▶ _Given data_
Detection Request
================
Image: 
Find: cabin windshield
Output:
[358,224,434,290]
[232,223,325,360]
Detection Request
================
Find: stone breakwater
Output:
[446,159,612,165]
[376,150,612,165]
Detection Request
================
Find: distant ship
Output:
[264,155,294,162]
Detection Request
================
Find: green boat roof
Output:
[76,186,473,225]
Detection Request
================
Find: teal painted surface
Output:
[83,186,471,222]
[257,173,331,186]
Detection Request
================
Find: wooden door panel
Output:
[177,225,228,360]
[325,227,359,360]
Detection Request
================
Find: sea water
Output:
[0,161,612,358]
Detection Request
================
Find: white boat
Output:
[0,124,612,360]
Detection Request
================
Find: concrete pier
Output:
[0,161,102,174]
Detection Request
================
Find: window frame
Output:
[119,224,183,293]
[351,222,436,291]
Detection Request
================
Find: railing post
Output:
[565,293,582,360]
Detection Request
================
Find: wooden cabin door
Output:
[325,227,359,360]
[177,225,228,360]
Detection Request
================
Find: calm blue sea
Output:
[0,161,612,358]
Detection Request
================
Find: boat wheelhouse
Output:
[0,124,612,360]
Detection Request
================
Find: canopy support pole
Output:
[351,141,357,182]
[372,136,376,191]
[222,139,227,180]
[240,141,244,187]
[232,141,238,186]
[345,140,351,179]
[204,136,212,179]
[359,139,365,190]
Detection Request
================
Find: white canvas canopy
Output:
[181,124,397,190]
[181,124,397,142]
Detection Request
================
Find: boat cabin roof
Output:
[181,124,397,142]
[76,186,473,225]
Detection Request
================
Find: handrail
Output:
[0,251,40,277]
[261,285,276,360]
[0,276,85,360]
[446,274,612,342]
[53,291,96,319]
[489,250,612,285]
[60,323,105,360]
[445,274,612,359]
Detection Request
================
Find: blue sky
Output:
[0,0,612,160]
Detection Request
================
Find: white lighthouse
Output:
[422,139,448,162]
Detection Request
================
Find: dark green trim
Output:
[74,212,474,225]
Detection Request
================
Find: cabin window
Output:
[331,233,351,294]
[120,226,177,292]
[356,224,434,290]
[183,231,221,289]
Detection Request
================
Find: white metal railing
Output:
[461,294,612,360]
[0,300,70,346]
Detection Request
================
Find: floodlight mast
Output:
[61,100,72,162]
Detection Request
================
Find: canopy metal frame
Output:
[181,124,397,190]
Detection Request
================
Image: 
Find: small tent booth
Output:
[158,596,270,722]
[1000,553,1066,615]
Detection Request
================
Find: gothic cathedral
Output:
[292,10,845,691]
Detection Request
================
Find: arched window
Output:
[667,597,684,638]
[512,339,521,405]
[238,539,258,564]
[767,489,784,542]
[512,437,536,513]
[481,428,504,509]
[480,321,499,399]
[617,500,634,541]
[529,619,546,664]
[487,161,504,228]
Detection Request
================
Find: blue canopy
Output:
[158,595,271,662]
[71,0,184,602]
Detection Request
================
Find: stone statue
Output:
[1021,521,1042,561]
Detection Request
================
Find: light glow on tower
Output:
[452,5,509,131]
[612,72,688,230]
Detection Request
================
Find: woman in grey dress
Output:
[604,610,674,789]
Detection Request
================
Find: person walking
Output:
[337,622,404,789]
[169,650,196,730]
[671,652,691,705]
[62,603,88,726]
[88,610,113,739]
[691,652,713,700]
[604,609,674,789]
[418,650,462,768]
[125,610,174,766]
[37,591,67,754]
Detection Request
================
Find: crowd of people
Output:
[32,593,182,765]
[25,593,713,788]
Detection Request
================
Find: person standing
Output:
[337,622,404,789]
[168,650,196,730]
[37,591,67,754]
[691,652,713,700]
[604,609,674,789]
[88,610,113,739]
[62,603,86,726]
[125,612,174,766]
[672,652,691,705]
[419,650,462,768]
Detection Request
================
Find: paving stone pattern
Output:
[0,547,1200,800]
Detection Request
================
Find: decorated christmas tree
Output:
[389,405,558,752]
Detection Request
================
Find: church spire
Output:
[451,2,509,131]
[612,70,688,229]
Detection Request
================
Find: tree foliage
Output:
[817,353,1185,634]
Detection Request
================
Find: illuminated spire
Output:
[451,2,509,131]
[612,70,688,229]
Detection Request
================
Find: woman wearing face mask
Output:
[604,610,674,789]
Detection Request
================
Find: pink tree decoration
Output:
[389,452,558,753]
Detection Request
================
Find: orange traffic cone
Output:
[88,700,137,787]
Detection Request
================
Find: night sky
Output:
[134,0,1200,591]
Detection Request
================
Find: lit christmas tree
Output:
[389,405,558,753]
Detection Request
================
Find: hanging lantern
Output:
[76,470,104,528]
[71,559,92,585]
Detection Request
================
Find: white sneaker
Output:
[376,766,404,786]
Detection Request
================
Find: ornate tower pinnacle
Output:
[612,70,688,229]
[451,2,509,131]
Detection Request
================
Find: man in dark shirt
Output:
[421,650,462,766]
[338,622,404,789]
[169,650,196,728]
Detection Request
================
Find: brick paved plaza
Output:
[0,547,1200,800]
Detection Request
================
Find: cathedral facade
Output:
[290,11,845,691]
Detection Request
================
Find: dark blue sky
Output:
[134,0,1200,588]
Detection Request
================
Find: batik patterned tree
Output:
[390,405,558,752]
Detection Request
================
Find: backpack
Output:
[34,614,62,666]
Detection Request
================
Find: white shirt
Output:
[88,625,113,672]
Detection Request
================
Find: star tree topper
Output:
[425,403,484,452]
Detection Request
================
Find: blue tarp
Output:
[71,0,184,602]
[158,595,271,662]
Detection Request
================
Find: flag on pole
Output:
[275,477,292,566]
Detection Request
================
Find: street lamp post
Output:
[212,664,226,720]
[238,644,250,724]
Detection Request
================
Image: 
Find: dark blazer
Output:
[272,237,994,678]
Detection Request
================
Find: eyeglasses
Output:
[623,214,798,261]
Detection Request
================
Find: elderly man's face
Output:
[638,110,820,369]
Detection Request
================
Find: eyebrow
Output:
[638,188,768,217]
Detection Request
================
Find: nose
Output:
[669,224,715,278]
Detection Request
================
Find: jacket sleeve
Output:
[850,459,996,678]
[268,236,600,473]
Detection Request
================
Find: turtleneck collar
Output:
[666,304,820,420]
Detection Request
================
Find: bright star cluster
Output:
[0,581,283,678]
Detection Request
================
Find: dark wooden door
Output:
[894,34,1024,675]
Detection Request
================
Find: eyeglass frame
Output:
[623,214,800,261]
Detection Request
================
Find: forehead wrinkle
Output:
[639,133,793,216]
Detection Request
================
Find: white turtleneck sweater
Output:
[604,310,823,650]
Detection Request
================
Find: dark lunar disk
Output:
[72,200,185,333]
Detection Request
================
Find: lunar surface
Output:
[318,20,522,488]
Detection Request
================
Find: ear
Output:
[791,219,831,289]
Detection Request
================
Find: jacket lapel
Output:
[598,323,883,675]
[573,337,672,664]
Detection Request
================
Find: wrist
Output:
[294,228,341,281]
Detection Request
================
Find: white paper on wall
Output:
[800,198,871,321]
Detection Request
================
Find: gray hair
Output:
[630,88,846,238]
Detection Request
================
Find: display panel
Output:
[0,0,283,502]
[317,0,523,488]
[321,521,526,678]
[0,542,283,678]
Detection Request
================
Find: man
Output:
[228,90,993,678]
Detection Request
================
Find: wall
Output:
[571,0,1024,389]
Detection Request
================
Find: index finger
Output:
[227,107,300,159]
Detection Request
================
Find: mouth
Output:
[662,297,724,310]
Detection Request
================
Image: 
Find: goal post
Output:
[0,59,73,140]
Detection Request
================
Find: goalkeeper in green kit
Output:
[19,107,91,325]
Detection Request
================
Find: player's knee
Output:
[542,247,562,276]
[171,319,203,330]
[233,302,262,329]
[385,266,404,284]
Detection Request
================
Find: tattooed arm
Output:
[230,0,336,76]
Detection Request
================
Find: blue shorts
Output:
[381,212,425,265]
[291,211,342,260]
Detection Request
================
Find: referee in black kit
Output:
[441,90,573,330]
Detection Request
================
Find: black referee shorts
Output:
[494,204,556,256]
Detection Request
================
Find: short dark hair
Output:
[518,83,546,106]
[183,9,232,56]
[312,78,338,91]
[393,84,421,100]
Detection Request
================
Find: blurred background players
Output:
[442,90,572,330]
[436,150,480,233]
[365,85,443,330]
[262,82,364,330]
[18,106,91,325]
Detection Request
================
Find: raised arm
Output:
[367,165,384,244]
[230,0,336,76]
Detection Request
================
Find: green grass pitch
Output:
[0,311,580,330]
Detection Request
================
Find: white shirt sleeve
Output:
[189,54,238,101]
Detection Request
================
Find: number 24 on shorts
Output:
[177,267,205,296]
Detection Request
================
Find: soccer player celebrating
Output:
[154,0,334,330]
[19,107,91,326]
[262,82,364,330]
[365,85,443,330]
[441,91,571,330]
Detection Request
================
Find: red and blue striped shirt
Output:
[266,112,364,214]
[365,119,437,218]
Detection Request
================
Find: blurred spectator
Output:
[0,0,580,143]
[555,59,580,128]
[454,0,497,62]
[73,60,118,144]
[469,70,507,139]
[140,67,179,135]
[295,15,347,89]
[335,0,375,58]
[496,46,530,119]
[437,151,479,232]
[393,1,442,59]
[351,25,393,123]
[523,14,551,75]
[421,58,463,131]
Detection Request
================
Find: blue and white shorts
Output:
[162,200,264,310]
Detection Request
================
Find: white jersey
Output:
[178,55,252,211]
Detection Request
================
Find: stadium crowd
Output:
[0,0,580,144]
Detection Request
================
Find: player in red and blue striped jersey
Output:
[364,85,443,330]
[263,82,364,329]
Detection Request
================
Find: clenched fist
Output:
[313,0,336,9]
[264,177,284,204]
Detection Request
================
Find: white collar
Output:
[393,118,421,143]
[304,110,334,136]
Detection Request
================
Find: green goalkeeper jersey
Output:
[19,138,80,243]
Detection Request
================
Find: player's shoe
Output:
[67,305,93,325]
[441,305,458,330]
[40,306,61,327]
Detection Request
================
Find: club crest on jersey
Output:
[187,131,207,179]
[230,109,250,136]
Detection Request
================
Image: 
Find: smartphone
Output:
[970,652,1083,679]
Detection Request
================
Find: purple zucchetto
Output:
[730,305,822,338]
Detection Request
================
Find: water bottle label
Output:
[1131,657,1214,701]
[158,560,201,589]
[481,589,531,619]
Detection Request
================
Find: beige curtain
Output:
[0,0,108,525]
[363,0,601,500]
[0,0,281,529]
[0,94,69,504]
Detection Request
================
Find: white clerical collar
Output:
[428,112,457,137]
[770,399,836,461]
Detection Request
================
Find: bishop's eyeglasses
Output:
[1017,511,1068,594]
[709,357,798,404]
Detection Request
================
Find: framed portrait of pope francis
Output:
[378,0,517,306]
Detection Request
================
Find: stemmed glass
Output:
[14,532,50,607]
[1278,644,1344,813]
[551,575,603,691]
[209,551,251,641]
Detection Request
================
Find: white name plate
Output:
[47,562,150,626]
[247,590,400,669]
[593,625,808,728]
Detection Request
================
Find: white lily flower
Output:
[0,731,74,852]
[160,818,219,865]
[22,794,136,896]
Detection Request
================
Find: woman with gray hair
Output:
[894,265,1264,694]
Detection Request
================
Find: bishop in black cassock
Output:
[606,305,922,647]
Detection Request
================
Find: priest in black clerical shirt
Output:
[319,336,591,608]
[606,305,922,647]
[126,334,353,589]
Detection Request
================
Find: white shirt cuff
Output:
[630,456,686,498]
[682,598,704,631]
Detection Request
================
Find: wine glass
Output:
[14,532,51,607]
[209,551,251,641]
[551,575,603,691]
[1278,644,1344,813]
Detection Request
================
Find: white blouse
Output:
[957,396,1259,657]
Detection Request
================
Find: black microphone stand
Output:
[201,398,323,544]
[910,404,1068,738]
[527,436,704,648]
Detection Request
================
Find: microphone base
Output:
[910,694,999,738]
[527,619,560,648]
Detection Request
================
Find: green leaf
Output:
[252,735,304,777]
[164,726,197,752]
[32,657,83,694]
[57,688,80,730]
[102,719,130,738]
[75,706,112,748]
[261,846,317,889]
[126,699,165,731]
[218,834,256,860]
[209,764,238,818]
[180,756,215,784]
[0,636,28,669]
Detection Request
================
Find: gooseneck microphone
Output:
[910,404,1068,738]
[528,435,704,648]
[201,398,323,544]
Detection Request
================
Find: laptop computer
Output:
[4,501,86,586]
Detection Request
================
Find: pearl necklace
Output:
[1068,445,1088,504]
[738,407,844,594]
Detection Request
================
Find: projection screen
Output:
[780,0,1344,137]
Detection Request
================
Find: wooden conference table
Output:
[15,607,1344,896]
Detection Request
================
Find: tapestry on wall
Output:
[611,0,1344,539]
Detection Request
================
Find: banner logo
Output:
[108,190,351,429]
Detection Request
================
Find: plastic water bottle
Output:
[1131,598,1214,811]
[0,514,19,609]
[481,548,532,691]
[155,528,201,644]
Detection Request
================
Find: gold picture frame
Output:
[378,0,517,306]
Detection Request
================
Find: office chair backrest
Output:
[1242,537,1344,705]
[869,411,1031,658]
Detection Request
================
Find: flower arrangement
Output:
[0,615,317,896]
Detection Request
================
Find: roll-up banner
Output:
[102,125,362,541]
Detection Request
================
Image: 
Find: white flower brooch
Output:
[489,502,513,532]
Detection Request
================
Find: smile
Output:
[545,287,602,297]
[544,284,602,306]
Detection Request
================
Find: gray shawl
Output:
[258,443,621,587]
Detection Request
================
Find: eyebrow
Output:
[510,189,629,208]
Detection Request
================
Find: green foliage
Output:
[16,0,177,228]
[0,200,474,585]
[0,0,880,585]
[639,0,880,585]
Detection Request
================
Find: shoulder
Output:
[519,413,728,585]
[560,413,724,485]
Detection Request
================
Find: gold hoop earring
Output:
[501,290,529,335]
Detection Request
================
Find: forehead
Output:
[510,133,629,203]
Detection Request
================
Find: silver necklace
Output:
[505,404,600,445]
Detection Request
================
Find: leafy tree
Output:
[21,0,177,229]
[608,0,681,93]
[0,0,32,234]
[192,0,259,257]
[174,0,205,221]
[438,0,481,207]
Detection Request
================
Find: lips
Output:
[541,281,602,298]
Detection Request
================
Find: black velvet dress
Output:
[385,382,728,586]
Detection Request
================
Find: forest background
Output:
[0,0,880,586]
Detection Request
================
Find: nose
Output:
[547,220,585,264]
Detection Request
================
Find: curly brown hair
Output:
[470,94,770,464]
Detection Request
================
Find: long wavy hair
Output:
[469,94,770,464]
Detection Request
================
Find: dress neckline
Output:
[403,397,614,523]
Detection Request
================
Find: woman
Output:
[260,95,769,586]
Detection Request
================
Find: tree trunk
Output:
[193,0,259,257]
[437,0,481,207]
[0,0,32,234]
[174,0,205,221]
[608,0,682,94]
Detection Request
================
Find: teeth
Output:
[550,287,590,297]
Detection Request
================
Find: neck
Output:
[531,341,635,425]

▶ _Instruction_
Rewrite the records from the start through the line with "[74,212,474,225]", changing "canopy" to "awning" and leaving everything else unchanged.

▶ _Worked answer_
Detection Request
================
Image: 
Find: cabin windshield
Output:
[358,224,434,290]
[232,223,325,360]
Detection Request
================
Find: stone breakwater
Output:
[446,159,612,165]
[376,150,612,165]
Detection Request
================
Find: distant ship
Output:
[264,155,294,162]
Detection Request
================
Find: green boat roof
Output:
[76,186,473,225]
Detection Request
================
Find: teal painted surface
Output:
[83,186,471,222]
[257,173,331,186]
Detection Request
================
Find: wooden door panel
Output:
[177,225,228,360]
[325,227,359,360]
Detection Request
================
Find: sea water
Output:
[0,161,612,358]
Detection Request
================
Find: white boat
Output:
[0,124,612,360]
Detection Request
================
Find: concrete pier
Output:
[0,161,102,174]
Detection Request
================
Find: window frame
Output:
[119,224,183,293]
[351,222,436,291]
Detection Request
================
Find: railing post
Output:
[565,293,582,360]
Detection Request
================
Find: wooden cabin door
Output:
[325,227,359,360]
[177,225,228,360]
Detection Request
================
Find: calm blue sea
Output:
[0,161,612,358]
Detection Request
================
Find: boat wheelhouse
Output:
[0,124,612,360]
Detection Request
================
Find: awning support pole
Output:
[351,141,357,182]
[372,136,376,191]
[222,139,227,180]
[240,141,244,187]
[232,141,238,186]
[345,140,351,179]
[204,136,212,179]
[359,139,365,190]
Detection Request
================
Find: white canvas awning
Output:
[181,124,397,190]
[181,124,397,142]
Detection Request
================
Find: boat cabin roof
Output:
[181,124,397,142]
[76,186,473,225]
Detection Request
================
Find: handrail
Output:
[0,251,40,277]
[261,285,276,360]
[0,276,85,360]
[446,274,612,342]
[53,291,96,319]
[489,250,612,285]
[60,323,105,360]
[445,274,612,359]
Detection Request
================
Find: blue sky
Output:
[0,0,612,160]
Detection Request
================
Find: white lighthouse
Output:
[422,139,448,162]
Detection Request
================
Find: dark green trim
Output:
[74,212,474,225]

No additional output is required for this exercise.